Copy out the entries below word for word, from the very first line through the line holding "256), (256, 256)]", with that line included.

__DATA FOR THE TASK__:
▽

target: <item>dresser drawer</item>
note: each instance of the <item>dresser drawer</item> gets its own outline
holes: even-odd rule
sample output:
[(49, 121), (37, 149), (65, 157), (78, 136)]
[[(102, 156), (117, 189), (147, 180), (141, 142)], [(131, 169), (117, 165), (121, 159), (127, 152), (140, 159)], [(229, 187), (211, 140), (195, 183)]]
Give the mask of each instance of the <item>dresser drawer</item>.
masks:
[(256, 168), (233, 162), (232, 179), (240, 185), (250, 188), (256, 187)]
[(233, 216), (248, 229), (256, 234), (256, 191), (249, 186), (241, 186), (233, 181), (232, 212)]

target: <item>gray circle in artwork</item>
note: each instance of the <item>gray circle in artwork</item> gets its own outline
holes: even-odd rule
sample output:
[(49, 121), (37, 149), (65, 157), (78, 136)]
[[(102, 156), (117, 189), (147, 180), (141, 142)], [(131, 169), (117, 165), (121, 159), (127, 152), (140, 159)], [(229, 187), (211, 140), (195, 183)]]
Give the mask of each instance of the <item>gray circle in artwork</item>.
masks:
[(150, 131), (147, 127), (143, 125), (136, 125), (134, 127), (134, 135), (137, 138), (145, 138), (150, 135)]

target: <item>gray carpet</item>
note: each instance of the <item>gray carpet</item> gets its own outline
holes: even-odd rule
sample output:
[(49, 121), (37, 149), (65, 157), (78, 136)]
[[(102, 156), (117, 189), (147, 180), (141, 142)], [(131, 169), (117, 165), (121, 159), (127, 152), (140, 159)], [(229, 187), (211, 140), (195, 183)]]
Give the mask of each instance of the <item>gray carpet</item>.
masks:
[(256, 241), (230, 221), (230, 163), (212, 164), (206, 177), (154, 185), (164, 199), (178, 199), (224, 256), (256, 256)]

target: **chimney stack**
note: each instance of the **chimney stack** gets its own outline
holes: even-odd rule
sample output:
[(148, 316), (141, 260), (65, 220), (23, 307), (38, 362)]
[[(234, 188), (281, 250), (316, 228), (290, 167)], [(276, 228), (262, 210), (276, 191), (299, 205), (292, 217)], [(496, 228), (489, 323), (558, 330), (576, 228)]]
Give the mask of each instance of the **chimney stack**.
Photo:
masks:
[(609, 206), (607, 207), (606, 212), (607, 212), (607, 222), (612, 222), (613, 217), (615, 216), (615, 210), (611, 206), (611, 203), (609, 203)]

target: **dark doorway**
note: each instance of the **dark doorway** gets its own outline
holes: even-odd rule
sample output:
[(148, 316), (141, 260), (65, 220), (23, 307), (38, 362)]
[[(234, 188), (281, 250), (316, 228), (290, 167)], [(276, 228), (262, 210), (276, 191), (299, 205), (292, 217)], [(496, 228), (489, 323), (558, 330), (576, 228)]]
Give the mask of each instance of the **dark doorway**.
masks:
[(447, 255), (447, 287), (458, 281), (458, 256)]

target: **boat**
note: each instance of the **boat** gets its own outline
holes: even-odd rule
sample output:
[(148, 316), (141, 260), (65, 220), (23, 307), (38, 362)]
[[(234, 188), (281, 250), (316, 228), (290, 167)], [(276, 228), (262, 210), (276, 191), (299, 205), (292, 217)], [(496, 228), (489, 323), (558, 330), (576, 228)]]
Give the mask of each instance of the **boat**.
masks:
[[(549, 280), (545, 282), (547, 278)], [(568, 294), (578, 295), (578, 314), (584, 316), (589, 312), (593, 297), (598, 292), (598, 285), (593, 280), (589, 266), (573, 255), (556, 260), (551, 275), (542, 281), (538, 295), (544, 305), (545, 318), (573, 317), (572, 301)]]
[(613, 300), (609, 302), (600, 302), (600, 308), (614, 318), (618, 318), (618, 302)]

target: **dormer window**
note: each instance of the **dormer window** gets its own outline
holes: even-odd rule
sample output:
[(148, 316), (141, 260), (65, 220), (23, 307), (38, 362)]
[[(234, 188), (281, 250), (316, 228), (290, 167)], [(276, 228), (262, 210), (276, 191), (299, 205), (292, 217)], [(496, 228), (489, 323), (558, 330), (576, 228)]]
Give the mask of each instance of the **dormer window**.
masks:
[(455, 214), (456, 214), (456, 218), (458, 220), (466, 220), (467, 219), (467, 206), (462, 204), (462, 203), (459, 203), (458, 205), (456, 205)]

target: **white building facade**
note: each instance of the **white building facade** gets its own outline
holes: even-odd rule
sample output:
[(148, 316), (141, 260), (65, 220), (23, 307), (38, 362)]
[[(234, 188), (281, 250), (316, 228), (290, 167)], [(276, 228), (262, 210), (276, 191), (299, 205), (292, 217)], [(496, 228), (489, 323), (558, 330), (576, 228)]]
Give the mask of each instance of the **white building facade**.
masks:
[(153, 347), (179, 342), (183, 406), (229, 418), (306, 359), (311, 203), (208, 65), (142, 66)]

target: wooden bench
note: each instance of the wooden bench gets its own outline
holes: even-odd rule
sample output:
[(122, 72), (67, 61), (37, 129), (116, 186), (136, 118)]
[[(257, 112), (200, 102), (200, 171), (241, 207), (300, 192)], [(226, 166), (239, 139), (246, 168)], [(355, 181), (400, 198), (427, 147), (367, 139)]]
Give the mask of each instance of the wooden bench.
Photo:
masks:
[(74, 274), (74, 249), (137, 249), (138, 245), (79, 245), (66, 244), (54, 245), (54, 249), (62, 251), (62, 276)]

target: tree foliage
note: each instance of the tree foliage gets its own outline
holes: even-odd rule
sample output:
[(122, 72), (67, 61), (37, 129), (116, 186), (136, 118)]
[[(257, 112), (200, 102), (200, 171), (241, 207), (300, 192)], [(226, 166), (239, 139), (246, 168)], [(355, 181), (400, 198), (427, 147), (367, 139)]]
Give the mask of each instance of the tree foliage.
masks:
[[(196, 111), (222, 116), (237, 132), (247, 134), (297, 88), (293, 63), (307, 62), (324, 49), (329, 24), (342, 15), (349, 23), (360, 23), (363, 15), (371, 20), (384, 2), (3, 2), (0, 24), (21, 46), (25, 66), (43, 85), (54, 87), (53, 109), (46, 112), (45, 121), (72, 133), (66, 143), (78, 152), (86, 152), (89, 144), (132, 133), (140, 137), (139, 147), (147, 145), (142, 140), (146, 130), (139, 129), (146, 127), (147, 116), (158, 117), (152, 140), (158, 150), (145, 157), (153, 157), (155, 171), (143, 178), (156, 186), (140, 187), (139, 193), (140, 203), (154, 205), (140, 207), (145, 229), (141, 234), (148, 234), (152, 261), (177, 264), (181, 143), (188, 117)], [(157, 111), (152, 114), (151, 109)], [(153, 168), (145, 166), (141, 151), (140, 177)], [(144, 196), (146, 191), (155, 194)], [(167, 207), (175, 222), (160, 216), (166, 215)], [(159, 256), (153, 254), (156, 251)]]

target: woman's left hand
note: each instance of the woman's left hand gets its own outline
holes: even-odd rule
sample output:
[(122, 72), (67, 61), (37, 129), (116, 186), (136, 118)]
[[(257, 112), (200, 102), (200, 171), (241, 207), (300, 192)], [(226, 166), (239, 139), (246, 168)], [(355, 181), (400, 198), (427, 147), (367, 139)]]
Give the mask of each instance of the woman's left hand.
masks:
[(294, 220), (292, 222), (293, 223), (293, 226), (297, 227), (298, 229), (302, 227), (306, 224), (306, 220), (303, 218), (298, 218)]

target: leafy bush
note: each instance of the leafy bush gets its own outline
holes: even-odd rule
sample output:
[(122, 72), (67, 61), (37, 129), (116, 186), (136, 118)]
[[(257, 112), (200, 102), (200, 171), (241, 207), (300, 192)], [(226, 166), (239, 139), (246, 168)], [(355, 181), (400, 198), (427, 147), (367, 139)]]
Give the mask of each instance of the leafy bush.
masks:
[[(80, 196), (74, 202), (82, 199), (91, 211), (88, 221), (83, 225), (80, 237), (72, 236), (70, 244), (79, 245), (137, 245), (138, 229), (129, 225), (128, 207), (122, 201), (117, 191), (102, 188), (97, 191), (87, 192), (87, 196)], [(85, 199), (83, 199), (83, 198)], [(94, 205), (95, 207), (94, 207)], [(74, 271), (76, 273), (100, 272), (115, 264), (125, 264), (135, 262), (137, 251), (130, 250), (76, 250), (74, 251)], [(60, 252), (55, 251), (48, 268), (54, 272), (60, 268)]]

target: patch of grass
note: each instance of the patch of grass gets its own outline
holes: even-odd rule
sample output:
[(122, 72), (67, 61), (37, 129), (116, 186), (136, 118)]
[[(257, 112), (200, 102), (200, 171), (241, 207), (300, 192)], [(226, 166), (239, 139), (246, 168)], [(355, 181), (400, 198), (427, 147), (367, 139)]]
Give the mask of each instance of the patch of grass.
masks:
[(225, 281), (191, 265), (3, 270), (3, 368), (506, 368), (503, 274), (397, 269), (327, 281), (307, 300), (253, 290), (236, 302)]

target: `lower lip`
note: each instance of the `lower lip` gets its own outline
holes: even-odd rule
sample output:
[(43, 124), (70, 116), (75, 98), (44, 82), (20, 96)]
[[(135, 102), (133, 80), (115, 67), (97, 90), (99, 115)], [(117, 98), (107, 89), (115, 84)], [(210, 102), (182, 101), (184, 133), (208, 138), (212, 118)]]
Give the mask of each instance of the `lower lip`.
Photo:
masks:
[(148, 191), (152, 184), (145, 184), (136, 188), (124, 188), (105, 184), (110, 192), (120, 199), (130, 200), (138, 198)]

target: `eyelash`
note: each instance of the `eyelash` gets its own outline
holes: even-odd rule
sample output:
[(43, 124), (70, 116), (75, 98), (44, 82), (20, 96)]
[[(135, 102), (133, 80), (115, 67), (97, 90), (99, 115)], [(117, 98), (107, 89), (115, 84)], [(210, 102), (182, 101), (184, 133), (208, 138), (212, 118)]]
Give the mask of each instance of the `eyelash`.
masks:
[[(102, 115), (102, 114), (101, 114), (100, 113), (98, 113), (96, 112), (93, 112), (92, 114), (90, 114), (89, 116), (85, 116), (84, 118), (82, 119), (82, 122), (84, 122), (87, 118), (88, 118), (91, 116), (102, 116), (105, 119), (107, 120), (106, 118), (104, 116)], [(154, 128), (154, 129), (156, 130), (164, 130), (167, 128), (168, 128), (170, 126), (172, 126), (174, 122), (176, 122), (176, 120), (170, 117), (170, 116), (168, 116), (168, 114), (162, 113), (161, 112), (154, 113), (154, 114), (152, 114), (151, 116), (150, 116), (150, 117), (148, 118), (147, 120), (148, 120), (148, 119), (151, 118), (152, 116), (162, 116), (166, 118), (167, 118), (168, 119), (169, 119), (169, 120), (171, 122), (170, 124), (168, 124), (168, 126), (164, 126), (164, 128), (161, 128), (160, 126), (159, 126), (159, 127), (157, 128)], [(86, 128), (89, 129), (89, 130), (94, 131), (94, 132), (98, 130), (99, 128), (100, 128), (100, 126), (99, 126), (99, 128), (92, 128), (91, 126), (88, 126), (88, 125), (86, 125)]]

△

__TASK RESPONSE__:
target: <item>dresser drawer</item>
note: each instance of the <item>dresser drawer</item> gets its own outline
holes: even-odd rule
sample output:
[(49, 121), (37, 149), (65, 157), (78, 136)]
[[(102, 156), (117, 189), (147, 180), (141, 142)], [(131, 169), (117, 165), (121, 159), (127, 152), (140, 159)], [(229, 187), (211, 140), (195, 183)]]
Give the mask of each instance of the <item>dresser drawer</item>.
masks:
[(256, 168), (233, 162), (232, 179), (240, 185), (250, 188), (256, 187)]
[(233, 216), (248, 229), (256, 234), (256, 191), (249, 186), (241, 186), (233, 181), (232, 212)]

target: <item>gray circle in artwork</item>
note: each instance of the <item>gray circle in artwork</item> gets its own outline
holes: even-odd rule
sample output:
[(49, 121), (37, 149), (65, 157), (78, 136)]
[[(102, 156), (117, 189), (147, 180), (141, 142)], [(131, 169), (117, 165), (121, 159), (127, 152), (140, 159)], [(229, 187), (211, 140), (195, 183)]]
Give the mask of each instance of the <item>gray circle in artwork</item>.
masks:
[(150, 131), (147, 127), (143, 125), (136, 125), (134, 127), (134, 135), (137, 138), (145, 138), (150, 135)]

target: <item>gray carpet</item>
note: each instance of the <item>gray carpet</item> gets its own outline
holes: even-odd rule
sample output:
[(49, 121), (37, 149), (65, 157), (78, 136)]
[[(102, 156), (117, 189), (147, 180), (141, 142)], [(131, 169), (117, 165), (121, 159), (127, 152), (140, 159)], [(229, 187), (211, 140), (195, 183)]]
Give the mask of each instance of the <item>gray carpet</item>.
masks:
[(256, 241), (230, 221), (230, 163), (212, 164), (206, 177), (154, 185), (164, 199), (178, 199), (224, 256), (256, 256)]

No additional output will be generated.